[Dataset items]
-- START --
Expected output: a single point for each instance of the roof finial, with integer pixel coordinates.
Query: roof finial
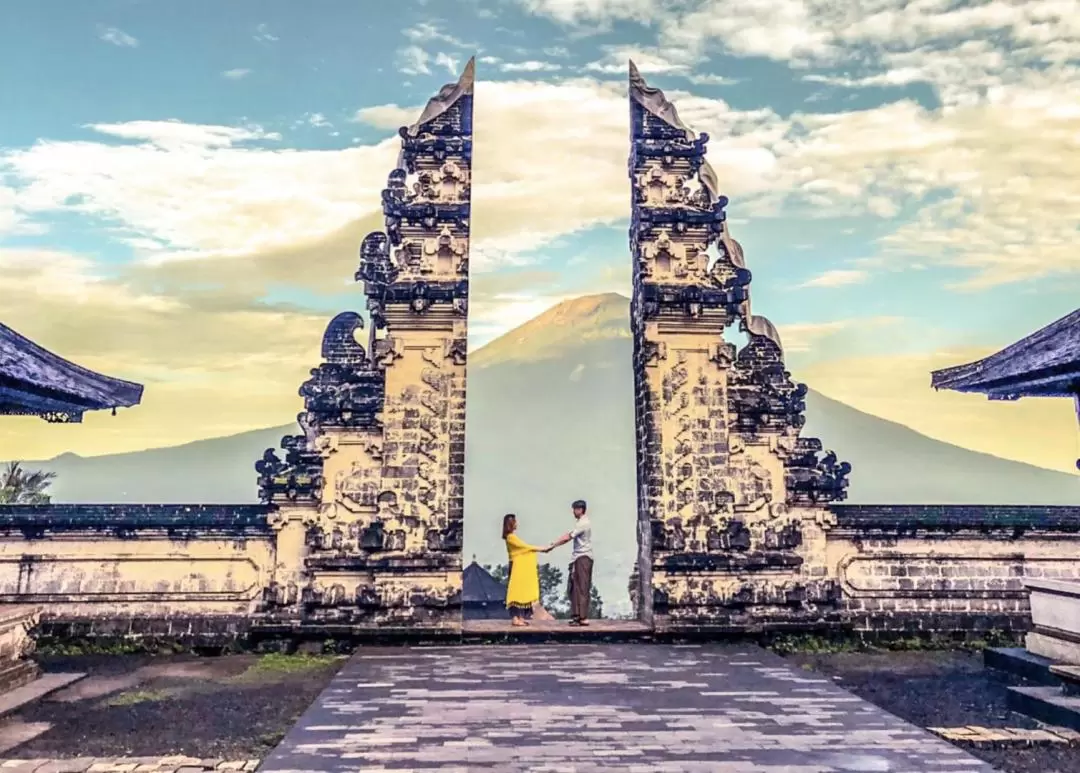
(468, 76)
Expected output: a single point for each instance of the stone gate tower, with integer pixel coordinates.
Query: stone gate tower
(370, 496)
(730, 514)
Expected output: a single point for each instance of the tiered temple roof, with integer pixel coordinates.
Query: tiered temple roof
(34, 381)
(1045, 364)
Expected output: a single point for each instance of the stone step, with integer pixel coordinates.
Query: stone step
(13, 700)
(1047, 704)
(1021, 663)
(1069, 677)
(16, 674)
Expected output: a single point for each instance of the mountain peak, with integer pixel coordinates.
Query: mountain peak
(577, 310)
(574, 322)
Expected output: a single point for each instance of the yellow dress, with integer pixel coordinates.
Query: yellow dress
(523, 590)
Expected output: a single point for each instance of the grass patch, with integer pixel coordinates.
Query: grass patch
(133, 697)
(930, 642)
(277, 664)
(67, 648)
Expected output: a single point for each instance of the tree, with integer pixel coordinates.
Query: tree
(552, 591)
(18, 486)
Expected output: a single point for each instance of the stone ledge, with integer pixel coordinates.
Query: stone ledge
(946, 518)
(36, 520)
(126, 764)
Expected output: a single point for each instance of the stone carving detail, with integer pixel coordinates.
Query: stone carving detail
(725, 482)
(392, 552)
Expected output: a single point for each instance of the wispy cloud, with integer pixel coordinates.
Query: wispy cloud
(837, 277)
(262, 35)
(414, 60)
(529, 66)
(115, 36)
(428, 32)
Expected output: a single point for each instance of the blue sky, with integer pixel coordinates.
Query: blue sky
(903, 179)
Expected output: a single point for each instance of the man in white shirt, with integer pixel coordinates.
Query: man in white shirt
(580, 581)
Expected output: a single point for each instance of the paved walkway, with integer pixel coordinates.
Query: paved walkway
(592, 707)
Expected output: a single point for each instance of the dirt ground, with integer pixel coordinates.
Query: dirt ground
(943, 690)
(227, 707)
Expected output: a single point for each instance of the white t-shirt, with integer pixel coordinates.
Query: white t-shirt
(582, 536)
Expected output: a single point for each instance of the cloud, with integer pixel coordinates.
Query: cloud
(199, 189)
(262, 35)
(837, 277)
(413, 60)
(529, 66)
(812, 336)
(207, 371)
(985, 199)
(958, 49)
(429, 32)
(592, 11)
(1039, 432)
(117, 37)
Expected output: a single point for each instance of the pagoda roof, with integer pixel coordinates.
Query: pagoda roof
(34, 381)
(1045, 364)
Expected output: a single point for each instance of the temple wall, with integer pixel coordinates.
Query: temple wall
(208, 574)
(145, 570)
(912, 568)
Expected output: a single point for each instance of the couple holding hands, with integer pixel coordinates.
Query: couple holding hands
(523, 590)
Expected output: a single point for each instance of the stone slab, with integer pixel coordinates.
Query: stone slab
(544, 631)
(13, 700)
(1069, 677)
(1055, 604)
(653, 708)
(125, 764)
(994, 737)
(1020, 662)
(1047, 704)
(15, 733)
(1053, 648)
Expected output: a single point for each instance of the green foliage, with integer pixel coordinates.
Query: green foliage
(867, 642)
(279, 664)
(133, 697)
(552, 591)
(18, 486)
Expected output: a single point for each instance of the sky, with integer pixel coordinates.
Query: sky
(184, 186)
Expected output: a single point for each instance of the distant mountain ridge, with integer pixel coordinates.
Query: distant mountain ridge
(550, 420)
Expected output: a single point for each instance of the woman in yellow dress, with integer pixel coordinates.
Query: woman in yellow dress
(523, 591)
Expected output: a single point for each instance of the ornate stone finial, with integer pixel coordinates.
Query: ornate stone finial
(446, 98)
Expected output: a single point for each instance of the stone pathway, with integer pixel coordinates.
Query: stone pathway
(127, 764)
(651, 708)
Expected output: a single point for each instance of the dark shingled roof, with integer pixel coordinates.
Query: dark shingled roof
(34, 381)
(478, 586)
(1045, 364)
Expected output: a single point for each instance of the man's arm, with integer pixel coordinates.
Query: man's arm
(562, 540)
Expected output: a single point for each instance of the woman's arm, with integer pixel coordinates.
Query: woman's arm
(517, 543)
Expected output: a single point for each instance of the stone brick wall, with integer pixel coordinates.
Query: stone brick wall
(730, 516)
(912, 568)
(184, 571)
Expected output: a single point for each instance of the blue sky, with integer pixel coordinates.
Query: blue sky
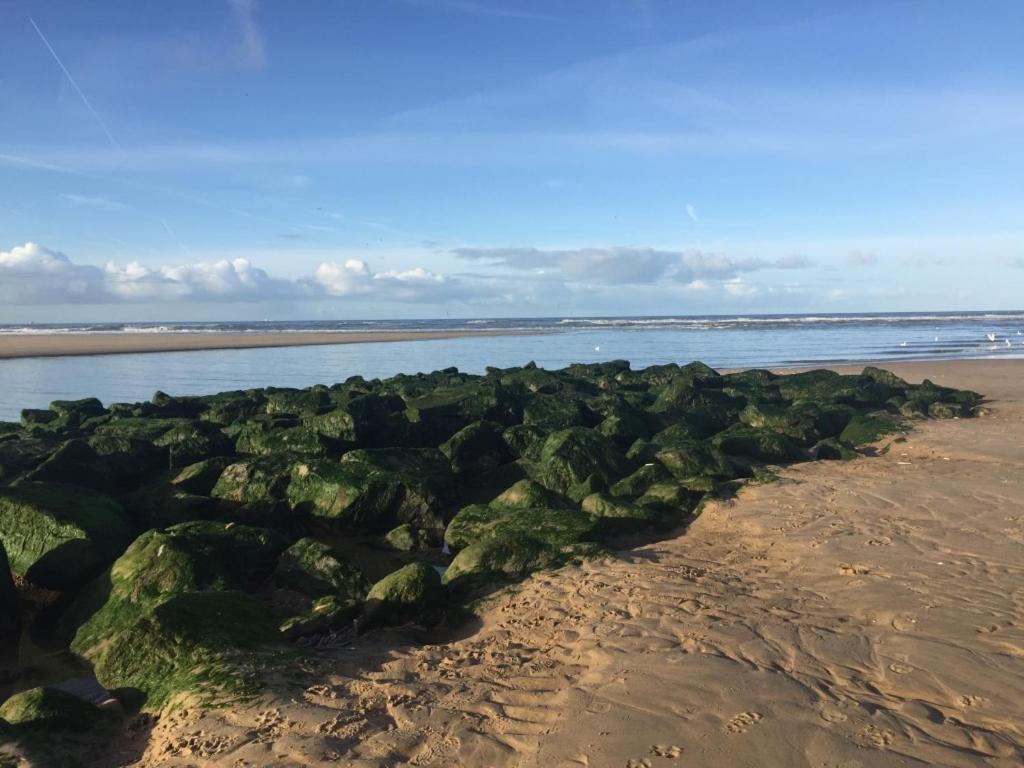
-- END --
Please rewrite all of the data above as a JSON list of strings with one string per line, leaving out blank lines and the pictures.

[
  "Expected output: a single point for each instance of the roof finial, with integer pixel coordinates.",
  "Query: roof finial",
  "(468, 76)",
  "Expected output: a single point for each instance of the stone gate tower, with integer pixel coordinates.",
  "Query: stone gate tower",
  "(370, 496)",
  "(730, 514)",
  "Expected output: a single point for each instance of the tiered temple roof, with integer pixel coordinates.",
  "Query: tiered temple roof",
  "(34, 381)",
  "(1045, 364)",
  "Expected output: a single point for each instance of the stone step, with integer pixel coordinates.",
  "Query: stone step",
  "(13, 700)",
  "(1047, 704)",
  "(1021, 663)",
  "(1069, 677)",
  "(16, 674)",
  "Expected output: a single point for each instance of the mountain peak, with integer pixel coordinates.",
  "Query: mountain peak",
  "(577, 310)",
  "(574, 322)",
  "Expected output: a single point for each instance of the yellow dress, with integer pixel coordinates.",
  "Query: yellow dress",
  "(523, 590)",
  "Expected output: a single point for each instance of the grass patch, with integer pixel coordinates.",
  "Query: grass patch",
  "(133, 697)",
  "(930, 642)",
  "(277, 664)",
  "(67, 648)",
  "Expected output: a single point for each instance of the tree, with integer pixel coordinates.",
  "Query: tree",
  "(552, 591)",
  "(18, 486)",
  "Expected output: a single point for each instance of the stone ledge, with integer pixel coordinates.",
  "Query: stone ledge",
  "(946, 518)",
  "(36, 520)",
  "(126, 764)",
  "Expected output: a single point for each instance of the stone carving detail, with integer pixel coordinates.",
  "Query: stone carving detail",
  "(725, 482)",
  "(392, 552)",
  "Expected output: a single point for each instance of the wispy cloud, with integer pixel coordinates.",
  "Query: wispy cloud",
  "(837, 277)",
  "(262, 35)",
  "(414, 60)",
  "(529, 66)",
  "(115, 36)",
  "(428, 32)",
  "Expected output: a single point for each instance of the blue sky, with integer pixel coordinates.",
  "Query: blue sky",
  "(903, 179)",
  "Expected output: a single point for each instance of the man in white shirt, with integer pixel coordinates.",
  "Query: man in white shirt",
  "(580, 581)",
  "Expected output: a single point for each instance of the paved walkway, with integer pixel coordinates.",
  "Query: paved walkway",
  "(592, 707)",
  "Expected output: a single point for each instance of the dirt ground, with integer pixel coordinates.",
  "Query: dirt ground",
  "(943, 690)",
  "(227, 707)",
  "Expected output: a single point for each instance of the white t-shirt, with integer pixel coordinates.",
  "Query: white t-shirt",
  "(582, 536)",
  "Expected output: a single point for each instance of the cloud, with integer pixel coordinates.",
  "Query: cloud",
  "(199, 189)",
  "(262, 35)",
  "(837, 277)",
  "(413, 60)",
  "(529, 66)",
  "(812, 336)",
  "(207, 371)",
  "(985, 199)",
  "(958, 49)",
  "(429, 32)",
  "(592, 11)",
  "(1039, 432)",
  "(117, 37)",
  "Expected output: a single point for each instance of the pagoda roof, with integer pixel coordinates.",
  "Query: pagoda roof",
  "(34, 381)",
  "(1045, 364)",
  "Expected output: a single point for each instance of the temple wall, with integer pixel coordinates.",
  "Query: temple wall",
  "(208, 574)",
  "(145, 570)",
  "(912, 568)",
  "Expected output: a single point for each instance of the couple holding hands, with integer pixel coordinates.",
  "Query: couple holding hands",
  "(523, 590)",
  "Expected output: a single point for each instance of the stone slab, with integer pixel coordinates.",
  "Query: stone slab",
  "(544, 631)",
  "(13, 700)",
  "(1069, 677)",
  "(1055, 604)",
  "(653, 708)",
  "(125, 764)",
  "(994, 737)",
  "(1020, 662)",
  "(1047, 704)",
  "(15, 733)",
  "(1053, 648)",
  "Expected output: a single point for each instance of the green foliage, with integer pixel coordinates.",
  "Query: green foliage",
  "(867, 642)",
  "(279, 664)",
  "(133, 697)",
  "(552, 591)",
  "(18, 486)",
  "Expected output: a single point for each instance of the sky, with integer pixel coordinates.",
  "Query: sky",
  "(184, 186)",
  "Expected output: a single point for each instance of the distant mountain ridge, with integer pixel coordinates.",
  "Query: distant mountain ridge",
  "(550, 420)",
  "Expected output: a single point for each instance of the woman in yellow dress, with integer pixel coordinates.",
  "Query: woman in yellow dress",
  "(523, 591)",
  "Expected output: a single point for each instance of the ornate stone finial, with integer pixel coordinates.",
  "Query: ornate stone finial",
  "(446, 98)",
  "Expected output: a single point for each instance of the stone pathway, with integer pixel coordinates.",
  "Query: stone pathway",
  "(127, 764)",
  "(651, 708)",
  "Expected output: a single point for each instance of the dark shingled roof, with integer pixel coordinates.",
  "Query: dark shingled roof",
  "(34, 381)",
  "(478, 586)",
  "(1045, 364)",
  "Expected output: a single point for each instance of the man's arm, with integer pixel coordinates.",
  "Query: man's arm",
  "(562, 540)",
  "Expected output: a single point for each instance of the woman's arm, with integer pixel coordinates.",
  "Query: woman's arm",
  "(517, 543)",
  "Expected output: a single point for each instance of the stone brick wall, with integer pixel coordinates.",
  "Query: stone brick wall",
  "(730, 516)",
  "(912, 568)",
  "(184, 571)",
  "Expected output: a single point for each instance of the blue sky, with integer pixel coordinates.",
  "Query: blue sky"
]